** REQUIREMENT **
Repeat word for word the part of the entries below that opens with the line containing "wave shown in the photo above." and runs through the end of the entries.

** RECORDS SHOWN **
────────────────────────────────────────
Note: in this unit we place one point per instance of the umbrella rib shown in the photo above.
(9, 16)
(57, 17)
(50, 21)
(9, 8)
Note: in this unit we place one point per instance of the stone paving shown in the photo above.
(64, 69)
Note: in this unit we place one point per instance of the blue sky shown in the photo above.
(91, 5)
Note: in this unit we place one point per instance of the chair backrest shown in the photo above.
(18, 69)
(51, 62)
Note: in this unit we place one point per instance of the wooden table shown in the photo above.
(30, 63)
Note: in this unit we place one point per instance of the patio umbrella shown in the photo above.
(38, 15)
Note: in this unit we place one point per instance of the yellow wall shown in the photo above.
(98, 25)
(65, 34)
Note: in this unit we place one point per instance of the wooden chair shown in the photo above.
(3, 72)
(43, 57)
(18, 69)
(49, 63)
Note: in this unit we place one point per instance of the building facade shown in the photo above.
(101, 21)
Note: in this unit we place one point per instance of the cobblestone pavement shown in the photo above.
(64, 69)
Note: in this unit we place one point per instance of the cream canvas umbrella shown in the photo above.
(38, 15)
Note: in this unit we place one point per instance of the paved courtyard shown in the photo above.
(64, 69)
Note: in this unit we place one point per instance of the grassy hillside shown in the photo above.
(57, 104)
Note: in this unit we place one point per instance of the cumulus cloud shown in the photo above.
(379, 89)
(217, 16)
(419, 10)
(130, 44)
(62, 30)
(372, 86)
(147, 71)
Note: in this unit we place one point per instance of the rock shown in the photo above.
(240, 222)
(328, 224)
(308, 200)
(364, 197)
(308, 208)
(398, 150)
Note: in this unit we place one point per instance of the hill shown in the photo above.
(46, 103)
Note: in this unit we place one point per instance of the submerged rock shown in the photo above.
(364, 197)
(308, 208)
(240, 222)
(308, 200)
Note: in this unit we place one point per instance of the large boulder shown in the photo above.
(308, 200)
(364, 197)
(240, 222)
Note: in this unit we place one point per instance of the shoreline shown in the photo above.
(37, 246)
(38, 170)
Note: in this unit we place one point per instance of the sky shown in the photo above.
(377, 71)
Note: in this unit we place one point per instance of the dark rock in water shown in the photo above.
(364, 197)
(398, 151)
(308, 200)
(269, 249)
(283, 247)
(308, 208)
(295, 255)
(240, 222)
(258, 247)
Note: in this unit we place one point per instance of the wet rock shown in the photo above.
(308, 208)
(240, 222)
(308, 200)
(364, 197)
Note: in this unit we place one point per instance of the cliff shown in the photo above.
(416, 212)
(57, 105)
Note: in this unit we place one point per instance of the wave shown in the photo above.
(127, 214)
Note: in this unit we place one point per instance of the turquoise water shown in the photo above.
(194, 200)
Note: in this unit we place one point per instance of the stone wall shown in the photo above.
────────────────────────────────────────
** RESPONSE TO THE EXERCISE **
Note: in this unit we place one point per instance of the wave shown in the photo above.
(127, 214)
Note: in this unit we place one point per instance of the turquoise water shown in the photo above.
(194, 200)
Note: in this unit we place one point per instance of the stone wall shown in the photo above.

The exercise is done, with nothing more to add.